---------- RECORDS SUPPLIED

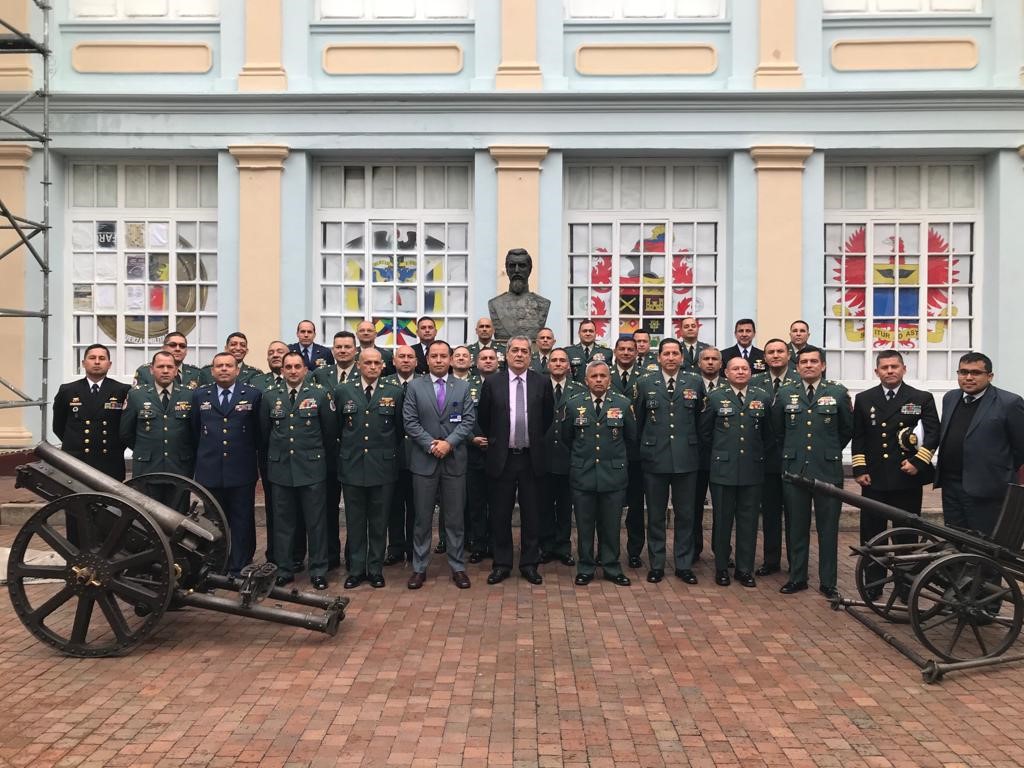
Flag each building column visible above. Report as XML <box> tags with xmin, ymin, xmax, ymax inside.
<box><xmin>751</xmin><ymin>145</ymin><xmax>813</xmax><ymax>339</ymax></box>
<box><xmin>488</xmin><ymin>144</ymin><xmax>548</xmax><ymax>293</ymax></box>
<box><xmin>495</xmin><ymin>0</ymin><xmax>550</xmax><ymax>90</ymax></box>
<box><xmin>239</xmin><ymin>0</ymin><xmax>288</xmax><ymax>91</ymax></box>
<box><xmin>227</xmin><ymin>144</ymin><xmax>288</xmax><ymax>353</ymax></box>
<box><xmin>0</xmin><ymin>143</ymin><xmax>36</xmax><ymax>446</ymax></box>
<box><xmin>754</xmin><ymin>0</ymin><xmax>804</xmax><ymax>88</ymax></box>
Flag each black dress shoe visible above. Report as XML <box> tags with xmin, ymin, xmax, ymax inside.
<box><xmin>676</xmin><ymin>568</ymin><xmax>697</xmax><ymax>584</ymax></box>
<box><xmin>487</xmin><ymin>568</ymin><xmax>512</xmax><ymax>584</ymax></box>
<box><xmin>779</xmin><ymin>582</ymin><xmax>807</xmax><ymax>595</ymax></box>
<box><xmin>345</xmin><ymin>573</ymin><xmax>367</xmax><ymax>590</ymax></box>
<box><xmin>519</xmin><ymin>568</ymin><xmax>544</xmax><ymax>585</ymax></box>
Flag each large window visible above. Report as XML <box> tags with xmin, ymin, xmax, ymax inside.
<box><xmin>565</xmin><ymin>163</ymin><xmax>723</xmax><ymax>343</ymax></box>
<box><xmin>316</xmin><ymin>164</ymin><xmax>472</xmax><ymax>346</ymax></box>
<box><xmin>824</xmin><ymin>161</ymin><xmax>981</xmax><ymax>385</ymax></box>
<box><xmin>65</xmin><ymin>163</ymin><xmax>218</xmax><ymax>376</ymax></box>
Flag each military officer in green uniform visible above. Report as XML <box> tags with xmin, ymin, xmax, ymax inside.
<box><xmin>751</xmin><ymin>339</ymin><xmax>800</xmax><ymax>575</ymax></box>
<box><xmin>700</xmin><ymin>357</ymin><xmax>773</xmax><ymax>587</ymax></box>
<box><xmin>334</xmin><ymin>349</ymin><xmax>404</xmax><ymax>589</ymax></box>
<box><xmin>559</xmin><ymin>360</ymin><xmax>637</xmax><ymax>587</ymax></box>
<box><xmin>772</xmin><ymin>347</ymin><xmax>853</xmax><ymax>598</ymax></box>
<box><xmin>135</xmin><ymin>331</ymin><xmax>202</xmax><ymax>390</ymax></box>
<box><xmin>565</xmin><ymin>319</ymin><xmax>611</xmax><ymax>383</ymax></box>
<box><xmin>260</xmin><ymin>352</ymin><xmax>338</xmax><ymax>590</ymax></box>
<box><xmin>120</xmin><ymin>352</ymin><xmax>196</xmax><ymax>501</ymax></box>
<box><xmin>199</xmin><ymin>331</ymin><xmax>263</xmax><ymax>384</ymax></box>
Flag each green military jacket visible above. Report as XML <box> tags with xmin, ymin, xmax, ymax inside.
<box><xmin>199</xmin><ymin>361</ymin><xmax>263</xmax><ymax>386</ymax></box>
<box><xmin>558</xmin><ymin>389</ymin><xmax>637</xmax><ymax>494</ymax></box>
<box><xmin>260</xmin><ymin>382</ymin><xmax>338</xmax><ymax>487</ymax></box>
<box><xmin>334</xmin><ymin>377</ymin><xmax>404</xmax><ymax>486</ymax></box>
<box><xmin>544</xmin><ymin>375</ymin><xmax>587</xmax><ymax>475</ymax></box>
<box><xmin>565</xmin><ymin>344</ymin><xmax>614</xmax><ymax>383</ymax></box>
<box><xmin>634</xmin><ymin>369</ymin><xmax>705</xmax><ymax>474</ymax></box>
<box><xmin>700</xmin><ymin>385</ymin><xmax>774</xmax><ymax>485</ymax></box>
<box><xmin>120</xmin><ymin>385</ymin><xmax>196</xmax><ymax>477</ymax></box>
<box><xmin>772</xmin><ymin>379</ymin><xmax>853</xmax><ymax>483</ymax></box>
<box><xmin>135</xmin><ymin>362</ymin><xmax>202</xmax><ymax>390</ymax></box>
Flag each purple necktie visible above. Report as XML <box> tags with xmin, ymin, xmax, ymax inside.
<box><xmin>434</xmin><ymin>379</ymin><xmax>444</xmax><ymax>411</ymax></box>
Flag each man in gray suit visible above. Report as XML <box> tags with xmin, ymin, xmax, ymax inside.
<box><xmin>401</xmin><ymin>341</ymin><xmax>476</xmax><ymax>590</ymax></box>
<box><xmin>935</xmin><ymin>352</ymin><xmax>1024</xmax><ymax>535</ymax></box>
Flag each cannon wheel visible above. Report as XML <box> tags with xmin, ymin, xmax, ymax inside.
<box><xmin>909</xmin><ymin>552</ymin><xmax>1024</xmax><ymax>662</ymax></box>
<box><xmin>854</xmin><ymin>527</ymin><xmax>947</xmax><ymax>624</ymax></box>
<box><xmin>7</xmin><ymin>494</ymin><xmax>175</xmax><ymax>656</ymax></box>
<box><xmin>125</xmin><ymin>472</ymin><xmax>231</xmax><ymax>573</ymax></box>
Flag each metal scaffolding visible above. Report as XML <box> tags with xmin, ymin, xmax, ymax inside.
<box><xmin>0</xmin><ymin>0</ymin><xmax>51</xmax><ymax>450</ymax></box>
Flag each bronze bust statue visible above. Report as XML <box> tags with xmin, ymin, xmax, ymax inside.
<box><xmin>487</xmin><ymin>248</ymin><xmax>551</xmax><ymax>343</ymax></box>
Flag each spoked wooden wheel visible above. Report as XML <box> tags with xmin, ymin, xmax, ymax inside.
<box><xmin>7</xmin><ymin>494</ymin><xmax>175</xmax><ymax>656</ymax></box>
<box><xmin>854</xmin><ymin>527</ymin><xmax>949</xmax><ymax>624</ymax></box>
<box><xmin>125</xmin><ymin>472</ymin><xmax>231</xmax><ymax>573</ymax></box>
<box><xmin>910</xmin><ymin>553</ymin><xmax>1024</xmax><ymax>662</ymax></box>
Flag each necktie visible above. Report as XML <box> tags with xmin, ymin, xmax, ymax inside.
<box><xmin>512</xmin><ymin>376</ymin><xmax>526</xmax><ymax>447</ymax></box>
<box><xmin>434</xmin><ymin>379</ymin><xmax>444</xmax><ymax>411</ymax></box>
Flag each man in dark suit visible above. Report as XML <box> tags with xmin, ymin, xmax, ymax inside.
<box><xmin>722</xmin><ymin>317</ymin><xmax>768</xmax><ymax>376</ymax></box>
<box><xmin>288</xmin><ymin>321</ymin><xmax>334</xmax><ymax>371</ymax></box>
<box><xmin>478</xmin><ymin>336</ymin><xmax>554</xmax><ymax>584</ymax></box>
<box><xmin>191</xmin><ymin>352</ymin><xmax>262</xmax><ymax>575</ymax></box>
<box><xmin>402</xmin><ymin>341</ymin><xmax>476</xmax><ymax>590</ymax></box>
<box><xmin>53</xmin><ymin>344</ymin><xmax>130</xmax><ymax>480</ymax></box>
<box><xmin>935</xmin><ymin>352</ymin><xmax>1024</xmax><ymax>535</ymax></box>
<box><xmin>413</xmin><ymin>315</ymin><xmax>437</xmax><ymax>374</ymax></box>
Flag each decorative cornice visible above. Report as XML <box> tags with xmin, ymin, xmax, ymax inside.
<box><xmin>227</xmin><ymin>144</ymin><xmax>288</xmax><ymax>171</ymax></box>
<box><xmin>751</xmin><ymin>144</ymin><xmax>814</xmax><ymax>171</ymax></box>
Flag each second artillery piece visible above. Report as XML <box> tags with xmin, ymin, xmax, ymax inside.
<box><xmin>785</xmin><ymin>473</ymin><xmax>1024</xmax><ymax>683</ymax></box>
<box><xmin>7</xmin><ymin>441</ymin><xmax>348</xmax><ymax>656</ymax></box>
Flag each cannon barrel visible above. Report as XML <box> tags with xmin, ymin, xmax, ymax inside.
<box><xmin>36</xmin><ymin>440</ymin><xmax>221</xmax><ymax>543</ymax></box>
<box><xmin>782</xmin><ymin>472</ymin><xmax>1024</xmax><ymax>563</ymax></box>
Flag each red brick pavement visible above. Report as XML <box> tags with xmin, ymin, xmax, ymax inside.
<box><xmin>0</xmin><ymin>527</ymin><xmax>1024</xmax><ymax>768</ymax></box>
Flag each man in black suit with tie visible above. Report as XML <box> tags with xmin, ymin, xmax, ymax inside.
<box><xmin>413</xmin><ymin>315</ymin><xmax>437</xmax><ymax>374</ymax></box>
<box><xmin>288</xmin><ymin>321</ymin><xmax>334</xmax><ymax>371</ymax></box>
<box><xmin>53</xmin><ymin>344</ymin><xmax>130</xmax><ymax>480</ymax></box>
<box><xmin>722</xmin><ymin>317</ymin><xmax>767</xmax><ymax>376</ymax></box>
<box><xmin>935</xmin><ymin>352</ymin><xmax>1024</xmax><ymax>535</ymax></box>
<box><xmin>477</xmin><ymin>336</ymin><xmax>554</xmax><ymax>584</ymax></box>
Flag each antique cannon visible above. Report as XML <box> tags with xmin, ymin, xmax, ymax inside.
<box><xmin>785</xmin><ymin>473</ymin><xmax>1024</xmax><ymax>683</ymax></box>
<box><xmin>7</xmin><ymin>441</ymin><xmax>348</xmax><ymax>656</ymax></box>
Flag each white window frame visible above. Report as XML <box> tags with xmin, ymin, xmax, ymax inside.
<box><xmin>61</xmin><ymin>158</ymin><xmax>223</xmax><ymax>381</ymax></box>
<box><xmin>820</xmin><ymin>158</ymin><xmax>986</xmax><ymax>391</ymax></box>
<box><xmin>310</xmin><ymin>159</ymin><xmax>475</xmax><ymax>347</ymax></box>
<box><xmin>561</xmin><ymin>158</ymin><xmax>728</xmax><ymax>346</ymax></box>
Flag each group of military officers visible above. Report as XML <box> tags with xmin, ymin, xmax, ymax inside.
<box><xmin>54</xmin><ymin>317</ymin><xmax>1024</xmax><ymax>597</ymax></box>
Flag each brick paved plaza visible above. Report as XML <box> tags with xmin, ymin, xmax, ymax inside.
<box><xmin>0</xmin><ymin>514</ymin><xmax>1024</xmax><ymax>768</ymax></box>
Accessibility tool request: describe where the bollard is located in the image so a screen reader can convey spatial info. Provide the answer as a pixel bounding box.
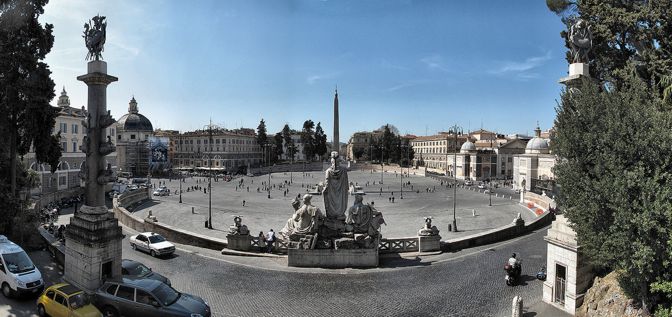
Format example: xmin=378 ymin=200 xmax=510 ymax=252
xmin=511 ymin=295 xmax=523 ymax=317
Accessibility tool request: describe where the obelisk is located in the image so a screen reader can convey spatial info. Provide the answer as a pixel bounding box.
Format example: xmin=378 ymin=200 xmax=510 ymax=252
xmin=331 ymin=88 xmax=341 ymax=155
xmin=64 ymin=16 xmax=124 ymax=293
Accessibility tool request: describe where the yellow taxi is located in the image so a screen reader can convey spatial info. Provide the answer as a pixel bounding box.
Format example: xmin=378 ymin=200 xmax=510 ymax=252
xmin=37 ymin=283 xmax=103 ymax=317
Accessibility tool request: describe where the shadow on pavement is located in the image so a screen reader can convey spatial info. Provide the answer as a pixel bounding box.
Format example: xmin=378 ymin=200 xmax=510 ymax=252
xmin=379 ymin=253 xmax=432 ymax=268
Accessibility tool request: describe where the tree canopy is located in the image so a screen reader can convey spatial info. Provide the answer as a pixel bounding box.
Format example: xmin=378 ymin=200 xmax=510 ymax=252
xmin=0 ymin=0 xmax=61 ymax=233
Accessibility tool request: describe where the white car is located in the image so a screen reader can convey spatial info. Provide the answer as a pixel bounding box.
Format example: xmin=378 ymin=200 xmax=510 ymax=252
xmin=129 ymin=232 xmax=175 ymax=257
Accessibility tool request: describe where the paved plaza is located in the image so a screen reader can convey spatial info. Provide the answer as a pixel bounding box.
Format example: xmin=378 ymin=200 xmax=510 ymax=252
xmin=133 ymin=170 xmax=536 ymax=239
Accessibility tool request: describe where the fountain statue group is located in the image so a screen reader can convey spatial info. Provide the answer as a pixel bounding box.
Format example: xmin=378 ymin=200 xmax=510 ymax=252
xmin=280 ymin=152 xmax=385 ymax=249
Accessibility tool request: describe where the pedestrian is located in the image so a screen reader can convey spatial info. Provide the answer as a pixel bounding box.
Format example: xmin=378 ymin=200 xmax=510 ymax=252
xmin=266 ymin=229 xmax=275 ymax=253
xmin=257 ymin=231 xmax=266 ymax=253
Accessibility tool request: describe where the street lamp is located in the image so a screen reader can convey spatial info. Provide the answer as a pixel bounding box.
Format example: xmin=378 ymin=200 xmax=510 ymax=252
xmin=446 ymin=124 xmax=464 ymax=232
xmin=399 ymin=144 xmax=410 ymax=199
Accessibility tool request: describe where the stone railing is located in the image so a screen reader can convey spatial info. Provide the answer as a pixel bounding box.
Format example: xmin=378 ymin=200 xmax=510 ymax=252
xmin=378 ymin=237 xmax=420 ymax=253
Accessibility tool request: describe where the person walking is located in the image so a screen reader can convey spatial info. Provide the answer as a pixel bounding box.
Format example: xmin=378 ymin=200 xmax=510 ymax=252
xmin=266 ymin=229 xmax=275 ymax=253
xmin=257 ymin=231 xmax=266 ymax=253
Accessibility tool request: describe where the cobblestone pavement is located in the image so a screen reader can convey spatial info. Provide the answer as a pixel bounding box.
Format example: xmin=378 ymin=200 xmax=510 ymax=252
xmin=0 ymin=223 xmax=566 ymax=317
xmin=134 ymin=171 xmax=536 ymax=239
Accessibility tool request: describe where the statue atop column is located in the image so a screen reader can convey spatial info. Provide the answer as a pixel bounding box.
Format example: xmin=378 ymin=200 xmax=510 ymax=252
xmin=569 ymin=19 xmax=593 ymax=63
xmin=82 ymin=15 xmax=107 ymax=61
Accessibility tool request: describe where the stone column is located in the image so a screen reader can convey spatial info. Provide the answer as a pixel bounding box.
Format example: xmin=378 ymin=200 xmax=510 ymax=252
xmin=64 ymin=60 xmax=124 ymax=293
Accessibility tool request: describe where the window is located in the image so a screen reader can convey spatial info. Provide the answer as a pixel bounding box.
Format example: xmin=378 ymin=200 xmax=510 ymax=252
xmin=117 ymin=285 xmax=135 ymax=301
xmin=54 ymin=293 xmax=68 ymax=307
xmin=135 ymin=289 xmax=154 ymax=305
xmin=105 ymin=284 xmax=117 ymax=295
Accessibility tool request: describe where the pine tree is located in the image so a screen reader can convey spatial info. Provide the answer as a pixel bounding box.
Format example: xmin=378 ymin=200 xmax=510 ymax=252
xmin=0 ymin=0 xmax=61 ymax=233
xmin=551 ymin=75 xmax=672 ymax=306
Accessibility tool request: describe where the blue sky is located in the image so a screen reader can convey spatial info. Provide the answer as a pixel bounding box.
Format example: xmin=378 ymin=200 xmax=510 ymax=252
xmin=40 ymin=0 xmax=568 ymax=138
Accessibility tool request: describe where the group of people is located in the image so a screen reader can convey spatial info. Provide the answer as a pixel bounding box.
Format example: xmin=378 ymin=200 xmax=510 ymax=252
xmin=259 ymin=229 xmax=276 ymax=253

--------------------

## TO BE DONE
Output as a numbered list, omitting blank lines, the lines of the data above starting with the line that contains "Accessibility tool request: describe where the pedestrian" and going on through the line that contains "xmin=399 ymin=144 xmax=410 ymax=199".

## CORRECT OUTPUT
1. Accessibility tool request: describe where the pedestrian is located in the image so a screen reader can convey spatial info. Provide the answer as a pixel bounding box.
2. Format example: xmin=378 ymin=200 xmax=510 ymax=252
3. xmin=266 ymin=229 xmax=275 ymax=253
4. xmin=257 ymin=231 xmax=266 ymax=253
5. Accessibility tool request: describe where the street lamp is located in the image so a screen reader can convey spatial info. Provide the answer as a pixel bounding box.
6. Format example: xmin=378 ymin=200 xmax=510 ymax=252
7. xmin=446 ymin=124 xmax=464 ymax=232
8. xmin=399 ymin=144 xmax=410 ymax=199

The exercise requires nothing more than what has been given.